• Task statement:
Take the entries below and give them back exactly. Leave out nothing.

• Given information:
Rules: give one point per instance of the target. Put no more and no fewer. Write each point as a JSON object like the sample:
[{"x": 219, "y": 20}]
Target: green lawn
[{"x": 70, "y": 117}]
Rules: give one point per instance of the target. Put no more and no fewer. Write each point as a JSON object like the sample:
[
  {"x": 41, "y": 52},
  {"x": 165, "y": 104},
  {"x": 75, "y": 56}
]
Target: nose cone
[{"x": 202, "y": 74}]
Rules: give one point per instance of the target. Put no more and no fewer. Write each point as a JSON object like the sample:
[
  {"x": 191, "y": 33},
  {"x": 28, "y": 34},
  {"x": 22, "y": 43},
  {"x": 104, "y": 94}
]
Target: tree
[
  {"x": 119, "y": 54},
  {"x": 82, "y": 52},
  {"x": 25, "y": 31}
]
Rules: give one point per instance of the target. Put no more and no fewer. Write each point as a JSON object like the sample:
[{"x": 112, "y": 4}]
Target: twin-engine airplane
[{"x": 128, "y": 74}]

• Answer area:
Rules: give one point per instance of the target. Put no more and no fewer. Write each point as a JSON object like the sample:
[{"x": 219, "y": 20}]
Target: green lawn
[{"x": 70, "y": 117}]
Rules: give one point per instance of the target. Put no more and no fewer. Write each point as a JSON object like the sample:
[
  {"x": 41, "y": 52},
  {"x": 165, "y": 104},
  {"x": 75, "y": 56}
]
Target: nose cone
[{"x": 202, "y": 74}]
Rules: give one point per instance of the target. Put no more and no fewer. Write each point as a JSON object like the sample:
[
  {"x": 191, "y": 33},
  {"x": 28, "y": 34},
  {"x": 22, "y": 43},
  {"x": 104, "y": 94}
]
Target: tree
[
  {"x": 119, "y": 54},
  {"x": 82, "y": 52},
  {"x": 25, "y": 31}
]
Rules: give one point per instance of the target. Put no more and no fewer. Write each point as a JSON object like the sample:
[{"x": 112, "y": 4}]
Target: twin-engine airplane
[{"x": 128, "y": 74}]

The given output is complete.